Stated task:
Please repeat the listing below word for word, from start to finish, and leave the pictures out of your answer.

+++ Entries

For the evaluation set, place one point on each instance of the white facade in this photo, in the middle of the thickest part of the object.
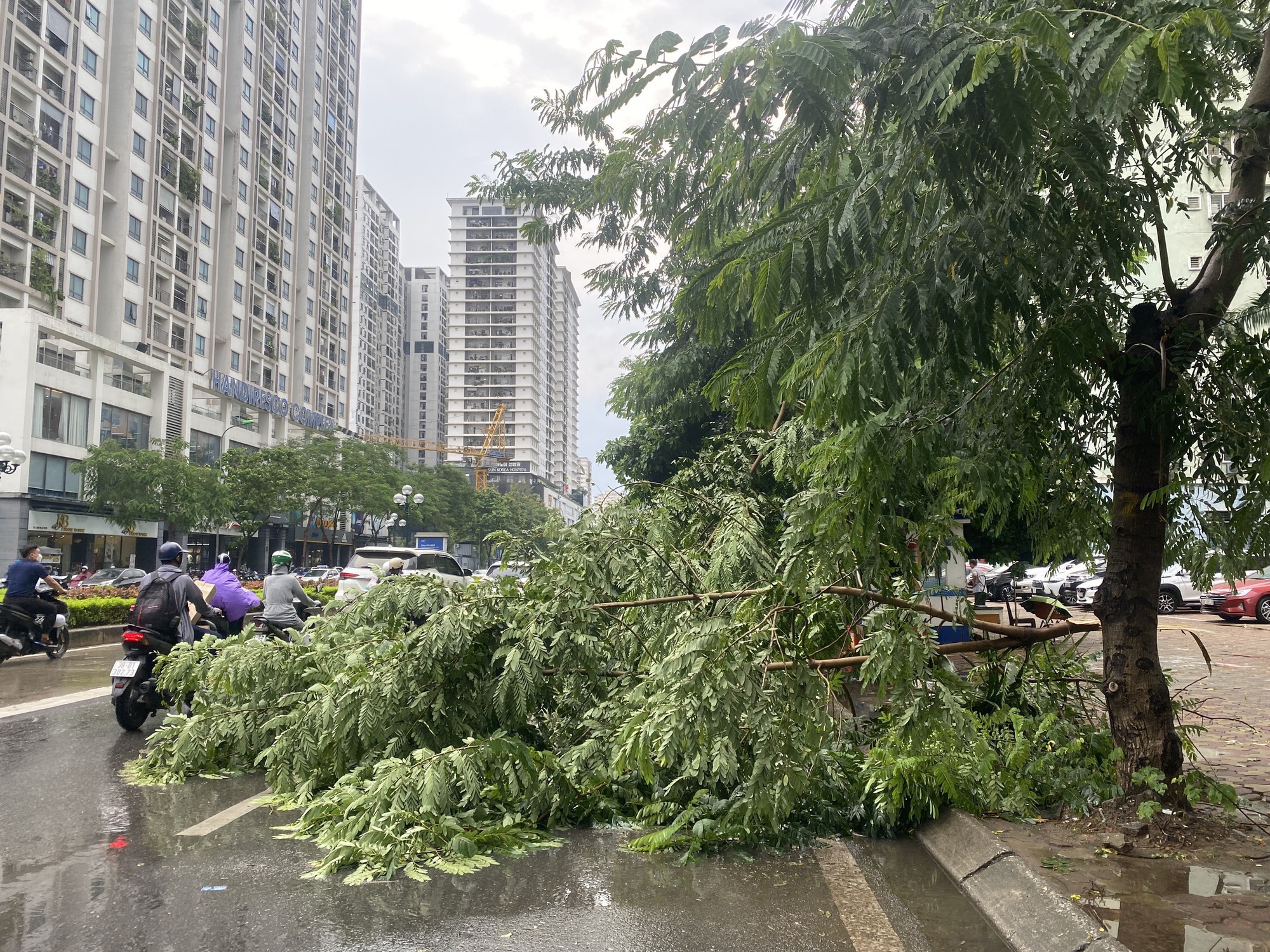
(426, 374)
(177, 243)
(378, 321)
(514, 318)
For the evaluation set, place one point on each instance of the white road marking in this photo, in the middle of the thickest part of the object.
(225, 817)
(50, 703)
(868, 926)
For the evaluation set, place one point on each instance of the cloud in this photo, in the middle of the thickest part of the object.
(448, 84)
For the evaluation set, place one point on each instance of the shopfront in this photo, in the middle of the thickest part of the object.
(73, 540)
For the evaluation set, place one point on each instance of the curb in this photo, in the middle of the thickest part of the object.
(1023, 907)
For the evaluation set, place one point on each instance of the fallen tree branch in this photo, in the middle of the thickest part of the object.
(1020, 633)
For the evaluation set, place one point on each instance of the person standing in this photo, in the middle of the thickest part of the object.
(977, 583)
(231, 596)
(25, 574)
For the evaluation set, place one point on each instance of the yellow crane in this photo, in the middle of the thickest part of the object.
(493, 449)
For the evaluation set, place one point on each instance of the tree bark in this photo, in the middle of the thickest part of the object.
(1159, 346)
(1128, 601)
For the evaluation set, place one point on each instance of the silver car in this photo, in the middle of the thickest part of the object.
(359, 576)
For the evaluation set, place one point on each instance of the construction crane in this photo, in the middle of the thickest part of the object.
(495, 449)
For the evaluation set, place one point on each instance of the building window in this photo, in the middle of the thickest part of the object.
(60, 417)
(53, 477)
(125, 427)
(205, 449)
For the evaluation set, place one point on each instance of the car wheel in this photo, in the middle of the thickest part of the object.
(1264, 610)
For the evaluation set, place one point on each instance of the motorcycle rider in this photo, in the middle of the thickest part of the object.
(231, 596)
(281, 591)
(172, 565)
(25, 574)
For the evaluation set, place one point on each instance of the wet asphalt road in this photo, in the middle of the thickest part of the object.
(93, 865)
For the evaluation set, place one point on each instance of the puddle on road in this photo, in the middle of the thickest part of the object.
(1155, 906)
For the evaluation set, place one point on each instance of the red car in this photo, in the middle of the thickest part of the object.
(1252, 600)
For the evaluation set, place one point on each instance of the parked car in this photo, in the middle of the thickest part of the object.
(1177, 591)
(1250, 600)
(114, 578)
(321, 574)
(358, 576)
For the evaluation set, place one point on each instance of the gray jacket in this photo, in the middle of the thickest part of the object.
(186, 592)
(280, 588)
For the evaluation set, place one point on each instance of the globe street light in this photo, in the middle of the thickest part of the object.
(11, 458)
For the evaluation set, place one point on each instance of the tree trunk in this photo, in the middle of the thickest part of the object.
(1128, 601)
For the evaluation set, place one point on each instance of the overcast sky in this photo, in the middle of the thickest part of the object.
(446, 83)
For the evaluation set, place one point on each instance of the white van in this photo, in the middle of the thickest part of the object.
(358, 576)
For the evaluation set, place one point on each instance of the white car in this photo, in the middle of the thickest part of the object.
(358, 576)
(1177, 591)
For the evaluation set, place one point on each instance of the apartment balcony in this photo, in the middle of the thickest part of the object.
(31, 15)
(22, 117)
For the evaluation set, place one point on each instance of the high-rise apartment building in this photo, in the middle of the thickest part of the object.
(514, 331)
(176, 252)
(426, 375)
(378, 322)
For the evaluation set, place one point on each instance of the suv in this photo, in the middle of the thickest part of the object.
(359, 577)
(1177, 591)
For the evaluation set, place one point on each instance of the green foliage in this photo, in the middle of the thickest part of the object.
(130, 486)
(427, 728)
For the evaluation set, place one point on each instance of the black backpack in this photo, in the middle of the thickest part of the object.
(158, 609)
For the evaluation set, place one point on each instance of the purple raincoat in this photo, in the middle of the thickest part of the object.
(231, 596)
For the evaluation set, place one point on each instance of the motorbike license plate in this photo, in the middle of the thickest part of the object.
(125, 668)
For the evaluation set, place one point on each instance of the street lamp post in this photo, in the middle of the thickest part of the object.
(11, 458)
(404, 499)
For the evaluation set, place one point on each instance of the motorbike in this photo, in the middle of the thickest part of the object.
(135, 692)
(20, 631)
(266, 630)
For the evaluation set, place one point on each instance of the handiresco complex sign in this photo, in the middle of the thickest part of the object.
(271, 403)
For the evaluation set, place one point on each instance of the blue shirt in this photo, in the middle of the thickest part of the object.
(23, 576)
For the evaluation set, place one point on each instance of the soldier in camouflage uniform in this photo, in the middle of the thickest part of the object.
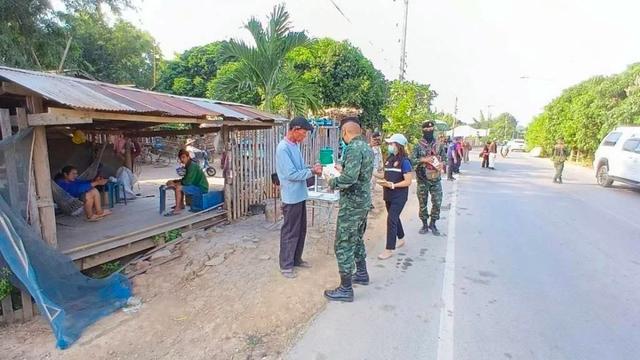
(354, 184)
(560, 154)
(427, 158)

++++++

Full solution:
For the evaluation set, place one point on each instance of the white facade in this photo, in the middle of the thickest part of the object.
(426, 374)
(177, 243)
(378, 321)
(514, 318)
For the evaluation set, place one point on each instance of the white road marking in this photo, in the middle of the thickest part of the object.
(225, 817)
(50, 703)
(868, 926)
For the evaluation set, place one point on each instance of the cloud in this photo, in the middle of the thickest part of the object.
(448, 84)
For the evaluation set, place one point on each instance of the shopfront in this photo, in the middle of the thickest part of the object.
(73, 540)
For the evaluation set, place one point on each instance of the curb in this photo, in the middle of the thickest part of the object.
(1023, 907)
For the evaluation set, place one point on each instance of the fallen tree branch in this photo, in the middle of the thickest part of the object.
(1020, 633)
For the evaluation set, place one point on each instance of the person standing in this photo, in the middle of the thickest part of the object.
(977, 583)
(231, 596)
(25, 574)
For the evaluation set, place one point on each instance of the yellow crane in this photo, in the middle of the thickest part of the object.
(493, 449)
For the evaluation set, place one point on each instance of the tree bark in this photo, in the middle of the thickest part of the object.
(1159, 346)
(1128, 601)
For the evaluation set, place one point on each instance of the silver car in this photo, in the middle of the thickest part of the object.
(359, 576)
For the evaluation set, place one point on each instance of the construction crane in this photo, in the middle of the thickest part of the object.
(495, 449)
For the evaluation set, place one point on each instance of the building window in this photo, in the middle of the thickest part of the object.
(60, 417)
(53, 477)
(125, 427)
(205, 449)
For the evaluation set, place one point on each instance of the car wheel in this photo, in the middle of the thickest part of the object.
(1264, 610)
For the evaluation set, place one point on each instance of the motorcycle rider in this photo, in the middle of the thickest part of the object.
(231, 596)
(281, 591)
(172, 565)
(25, 574)
For the evaluation set, place one point on each instance of the wet asphalt road in this photo, in the middle of the thickest part of the object.
(93, 865)
For the evaluation set, place one point on each instance of the puddle on road in this photo, in the middle of the thickest part of the object.
(1155, 906)
For the evaluation set, place one point on each instance of the red car in this photo, in the middle of the thickest part of the object.
(1252, 600)
For the evaluation set, place one point on each instance of the parked car in this photo, in the middle of the thickest part of the object.
(1177, 591)
(1250, 600)
(114, 578)
(321, 574)
(358, 576)
For the evaluation set, place one point on each instance of the gray jacket in this photo, in the middle of the thickest part of the object.
(186, 592)
(280, 588)
For the evaluation set, place one point on each instance of the globe street light in this photo, in the middle of the thickest part of the object.
(11, 458)
For the evaluation set, place one point on each instance of the tree trunk in this photo, in the middle of the thickest part of the object.
(1128, 601)
For the evaluation set, place one point on each instance of the overcast sky in this photo, in the middle of the thickest part of the object.
(446, 83)
For the evaluation set, place one point on each instance of the white van in this photo, in the middle of the thickest part of the object.
(358, 576)
For the evaluation set, place one point on each instance of the white car in this photo, in the middle of the thickest part of the object.
(358, 576)
(1177, 591)
For the evaluation set, place one point on each instance of the apartment balcony in this photo, in the middle of the thickest part of the object.
(31, 15)
(22, 117)
For the evaluation set, place one point on each instance of the high-rise apartment building in this photo, in the middle of the thickest part of the object.
(514, 331)
(176, 252)
(426, 375)
(378, 322)
For the evaluation set, place one point on each instance of the suv in this photo, in the middle of the thickest part of the object.
(359, 577)
(1177, 591)
For the evaluation set, place one point on each instance of the green foliage in this photo, in the middle of the thickest part of the object.
(130, 486)
(427, 728)
For the evaluation set, place one point on each instance of the black backpack in this photo, in the middle of the thickest part of the object.
(158, 609)
For the evaluation set, place one point on each instance of the purple raincoat in this photo, in the middle of the thickest part of the object.
(231, 596)
For the evaluation set, place one point on each instance of the motorbike license plate in this photo, in the middle of the thickest part of the object.
(125, 668)
For the evaluation set, place one point on each instance of the street lamp post in this photo, in the middle of the thickest part of the object.
(11, 458)
(404, 499)
For the evaluation set, place one point on each instance of the motorbike in this photo, in the middle of the thickest part of the object.
(135, 692)
(20, 631)
(266, 630)
For the evaluation set, place one point on each instance of the handiresco complex sign in this photo, in the middle of the thickest part of the object.
(271, 403)
For the evaluation set, place one point on each instance of the blue shirt in this photo, in the middle of the thickest part of the object.
(23, 576)
For the evaluation set, place one point on each instance of the soldier in camouflage uniform in this photo, in the middle of the thickest part of the object.
(354, 184)
(560, 154)
(427, 158)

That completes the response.